━━ Seitenauszug ━━
Josef Ruckstuhl führt seine Antik Brocki «Don-José» seit 40 Jahren. (Foto Livia Kurmann)
Josef Ruckstuhl führt seine Antik Brocki «Don-José» seit 40 Jahren. (Foto Livia Kurmann)
29.11.2020

Im Wassergraben verborgen liegen Schätze

von Livia Kurmann

Dass alte Sachen nicht in den Müll gehören, hat Josef Ruckstuhl schon als kleiner Bub gewusst. Als Erwachsener eröffnete er die Antik-Brocki «Don-José» in Sursee.

Es riecht süss, nach altem Parfum oder Räucherstäbchen. Genaues Einordnen fällt schwer. Der Duft ist vertraut und geborgen. Französische Volksmusik begleitet Josef Ruckstuhl durch die Halle und wird leiser, je tiefer er in die Antik-Brocki eintaucht. Seit 40 Jahren ist er im Sammlergeschäft. Erst an der Centralstrasse mit einem kleinen Lädeli und einer Scheune, heute am Wassergrabe 25 mit einer 1000 Quadratmetergrossen Halle. Hätte er mit dem Laden damals kein Bedürfnis getroffen, wäre er heute nicht hier, ist er sich sicher.
━━━
Der Arbeitsauftrag:
Schreiben Sie den Artikel über die Antik-Brocki «Don-José» vollständig und zeichengetreu ab.
━━ Angezeigte Daten ━━
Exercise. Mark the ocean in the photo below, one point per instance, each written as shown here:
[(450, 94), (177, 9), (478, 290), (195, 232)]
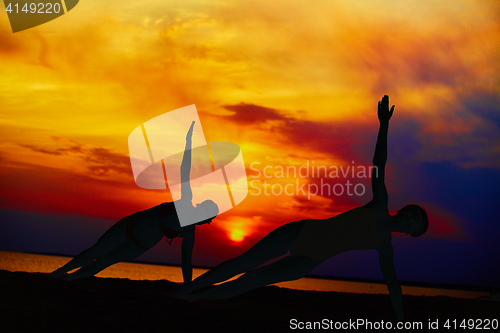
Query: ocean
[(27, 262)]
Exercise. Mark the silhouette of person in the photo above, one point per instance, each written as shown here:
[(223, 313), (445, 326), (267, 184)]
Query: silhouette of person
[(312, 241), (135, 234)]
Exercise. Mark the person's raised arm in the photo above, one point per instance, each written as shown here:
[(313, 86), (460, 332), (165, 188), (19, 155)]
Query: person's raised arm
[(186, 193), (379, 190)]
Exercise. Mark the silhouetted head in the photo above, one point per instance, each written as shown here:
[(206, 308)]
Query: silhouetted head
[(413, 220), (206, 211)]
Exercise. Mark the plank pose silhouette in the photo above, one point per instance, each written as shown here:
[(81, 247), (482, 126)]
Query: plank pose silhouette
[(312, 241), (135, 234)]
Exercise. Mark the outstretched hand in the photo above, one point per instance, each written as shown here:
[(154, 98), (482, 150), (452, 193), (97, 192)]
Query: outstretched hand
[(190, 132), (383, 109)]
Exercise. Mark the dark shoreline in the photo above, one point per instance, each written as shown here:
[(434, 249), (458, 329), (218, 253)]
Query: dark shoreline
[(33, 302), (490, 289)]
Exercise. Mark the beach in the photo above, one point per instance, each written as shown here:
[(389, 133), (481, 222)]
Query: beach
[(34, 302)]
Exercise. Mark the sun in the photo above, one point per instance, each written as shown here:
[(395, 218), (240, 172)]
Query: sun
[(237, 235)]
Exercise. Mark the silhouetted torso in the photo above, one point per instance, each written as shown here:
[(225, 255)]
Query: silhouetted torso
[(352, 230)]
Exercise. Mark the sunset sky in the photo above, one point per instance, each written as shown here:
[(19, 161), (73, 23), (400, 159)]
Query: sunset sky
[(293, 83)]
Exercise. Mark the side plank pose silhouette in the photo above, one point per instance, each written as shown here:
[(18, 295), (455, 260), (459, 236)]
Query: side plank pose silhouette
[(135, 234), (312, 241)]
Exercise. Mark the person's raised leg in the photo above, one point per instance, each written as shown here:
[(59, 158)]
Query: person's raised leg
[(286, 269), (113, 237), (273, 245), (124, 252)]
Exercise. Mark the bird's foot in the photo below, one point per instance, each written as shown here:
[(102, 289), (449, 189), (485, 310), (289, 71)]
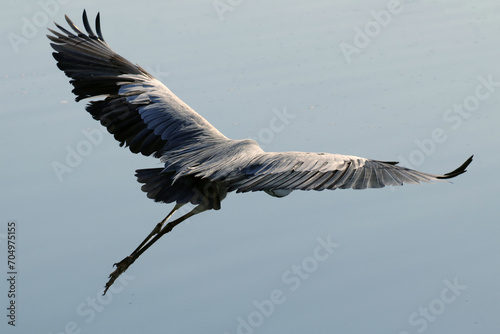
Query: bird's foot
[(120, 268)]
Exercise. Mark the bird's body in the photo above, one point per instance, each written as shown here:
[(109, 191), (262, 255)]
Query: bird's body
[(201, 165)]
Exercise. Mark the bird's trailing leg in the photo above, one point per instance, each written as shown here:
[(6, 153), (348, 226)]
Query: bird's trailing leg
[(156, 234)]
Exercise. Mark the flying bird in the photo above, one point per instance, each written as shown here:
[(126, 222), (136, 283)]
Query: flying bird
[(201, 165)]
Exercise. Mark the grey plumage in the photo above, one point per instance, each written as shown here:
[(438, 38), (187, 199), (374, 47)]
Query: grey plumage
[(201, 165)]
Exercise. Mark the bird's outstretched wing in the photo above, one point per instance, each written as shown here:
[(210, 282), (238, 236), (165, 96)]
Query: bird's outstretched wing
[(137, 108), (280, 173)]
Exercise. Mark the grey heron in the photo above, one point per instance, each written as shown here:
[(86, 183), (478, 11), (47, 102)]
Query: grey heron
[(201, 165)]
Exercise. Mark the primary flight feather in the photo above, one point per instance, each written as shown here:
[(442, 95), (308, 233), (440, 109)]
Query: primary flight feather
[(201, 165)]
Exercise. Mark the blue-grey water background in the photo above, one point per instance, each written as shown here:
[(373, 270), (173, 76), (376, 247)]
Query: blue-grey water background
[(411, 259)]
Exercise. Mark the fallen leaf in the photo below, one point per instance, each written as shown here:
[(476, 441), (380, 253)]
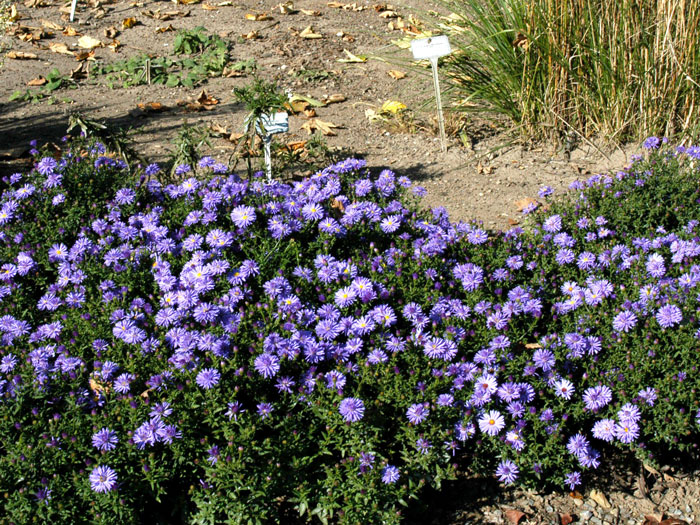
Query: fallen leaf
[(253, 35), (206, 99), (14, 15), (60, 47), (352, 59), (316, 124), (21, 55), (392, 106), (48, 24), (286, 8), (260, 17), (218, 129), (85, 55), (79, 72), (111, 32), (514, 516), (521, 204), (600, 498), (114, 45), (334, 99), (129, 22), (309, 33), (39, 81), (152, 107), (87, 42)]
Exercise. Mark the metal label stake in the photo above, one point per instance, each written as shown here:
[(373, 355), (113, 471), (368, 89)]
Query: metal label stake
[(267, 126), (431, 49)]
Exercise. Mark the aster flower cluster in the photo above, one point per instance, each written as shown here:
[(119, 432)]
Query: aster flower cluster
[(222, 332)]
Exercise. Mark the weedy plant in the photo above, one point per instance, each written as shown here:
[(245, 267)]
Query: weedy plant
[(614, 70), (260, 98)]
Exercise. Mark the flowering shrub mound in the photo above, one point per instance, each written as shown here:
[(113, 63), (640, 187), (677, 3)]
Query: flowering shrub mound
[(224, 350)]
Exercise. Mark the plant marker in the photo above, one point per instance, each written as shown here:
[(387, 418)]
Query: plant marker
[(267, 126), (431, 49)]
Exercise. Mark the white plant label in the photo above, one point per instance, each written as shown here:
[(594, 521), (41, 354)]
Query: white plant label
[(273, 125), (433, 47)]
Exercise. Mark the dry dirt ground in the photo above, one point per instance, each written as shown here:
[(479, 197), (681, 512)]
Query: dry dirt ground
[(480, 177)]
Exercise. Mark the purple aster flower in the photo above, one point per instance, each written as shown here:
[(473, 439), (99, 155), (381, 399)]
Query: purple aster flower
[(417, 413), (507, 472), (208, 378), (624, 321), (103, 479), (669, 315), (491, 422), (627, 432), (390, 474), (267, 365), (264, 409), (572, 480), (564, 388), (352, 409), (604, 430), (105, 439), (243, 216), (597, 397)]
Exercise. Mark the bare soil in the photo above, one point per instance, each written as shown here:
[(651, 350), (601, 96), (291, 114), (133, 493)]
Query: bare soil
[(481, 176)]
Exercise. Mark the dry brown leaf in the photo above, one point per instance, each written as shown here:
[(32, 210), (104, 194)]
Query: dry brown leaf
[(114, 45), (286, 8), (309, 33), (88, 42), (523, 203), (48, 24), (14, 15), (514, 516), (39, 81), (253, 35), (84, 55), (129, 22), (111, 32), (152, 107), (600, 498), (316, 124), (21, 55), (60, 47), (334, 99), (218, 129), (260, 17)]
━━━
Vollständige Ausgabe:
Josef Ruckstuhl führt seine Antik Brocki «Don-José» seit 40 Jahren. (Foto Livia Kurmann)
Josef Ruckstuhl führt seine Antik Brocki «Don-José» seit 40 Jahren. (Foto Livia Kurmann)
29.11.2020

Im Wassergraben verborgen liegen Schätze

von Livia Kurmann

Dass alte Sachen nicht in den Müll gehören, hat Josef Ruckstuhl schon als kleiner Bub gewusst. Als Erwachsener eröffnete er die Antik-Brocki «Don-José» in Sursee.

Es riecht süss, nach altem Parfum oder Räucherstäbchen. Genaues Einordnen fällt schwer. Der Duft ist vertraut und geborgen. Französische Volksmusik begleitet Josef Ruckstuhl durch die Halle und wird leiser, je tiefer er in die Antik-Brocki eintaucht. Seit 40 Jahren ist er im Sammlergeschäft. Erst an der Centralstrasse mit einem kleinen Lädeli und einer Scheune, heute am Wassergrabe 25 mit einer 1000 Quadratmetergrossen Halle. Hätte er mit dem Laden damals kein Bedürfnis getroffen, wäre er heute nicht hier, ist er sich sicher.